• **GIVEN REQUEST**
Exactly reproduce the lines from the line containing "Would you kindly point at the umbrella" to the end of the data below, inclusive, and nothing else.

• **MATERIAL SUPPLIED**
-------
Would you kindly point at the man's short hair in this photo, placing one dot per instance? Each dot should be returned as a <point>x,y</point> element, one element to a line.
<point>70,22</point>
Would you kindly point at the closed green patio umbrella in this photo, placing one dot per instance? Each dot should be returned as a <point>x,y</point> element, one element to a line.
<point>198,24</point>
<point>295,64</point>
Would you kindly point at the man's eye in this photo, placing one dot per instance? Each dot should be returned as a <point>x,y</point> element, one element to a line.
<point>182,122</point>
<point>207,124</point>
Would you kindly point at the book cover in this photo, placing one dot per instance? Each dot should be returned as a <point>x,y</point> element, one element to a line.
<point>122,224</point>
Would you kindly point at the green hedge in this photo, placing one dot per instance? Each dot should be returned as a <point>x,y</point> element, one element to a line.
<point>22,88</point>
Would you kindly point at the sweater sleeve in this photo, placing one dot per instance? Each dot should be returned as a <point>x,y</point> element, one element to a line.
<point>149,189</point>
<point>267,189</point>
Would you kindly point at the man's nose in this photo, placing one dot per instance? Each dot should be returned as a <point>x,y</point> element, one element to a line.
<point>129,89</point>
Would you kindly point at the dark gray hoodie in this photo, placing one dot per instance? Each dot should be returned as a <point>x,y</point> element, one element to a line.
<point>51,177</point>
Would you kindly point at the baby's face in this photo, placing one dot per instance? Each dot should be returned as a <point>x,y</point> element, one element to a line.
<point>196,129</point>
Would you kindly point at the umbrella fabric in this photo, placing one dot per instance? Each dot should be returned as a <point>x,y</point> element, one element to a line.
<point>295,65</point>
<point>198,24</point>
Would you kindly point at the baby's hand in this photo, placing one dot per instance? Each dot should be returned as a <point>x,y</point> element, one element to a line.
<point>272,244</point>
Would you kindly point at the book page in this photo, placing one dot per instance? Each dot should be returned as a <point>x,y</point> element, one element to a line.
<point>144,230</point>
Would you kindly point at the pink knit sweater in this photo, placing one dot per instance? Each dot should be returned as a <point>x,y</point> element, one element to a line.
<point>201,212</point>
-------
• **WORKED SOLUTION**
Would you kindly point at the umbrella fabric in this photo, placing one dot per instance? Each dot should be returned as a <point>x,y</point> element, one element to a line.
<point>295,65</point>
<point>198,24</point>
Would you kindly point at the baby's hand in this photo, placing one dot per instance? Each dot should be returned as a <point>x,y</point> element, one element to a line.
<point>272,244</point>
Would you kindly point at the book page in this photo, placing one dot per instance? Each dot should be returned as a <point>x,y</point> element, one element to a line.
<point>144,230</point>
Would you kindly point at the pink knit sweater in this photo, placing one dot per instance? Each dot should be returned as a <point>x,y</point> element, one element to a line.
<point>201,212</point>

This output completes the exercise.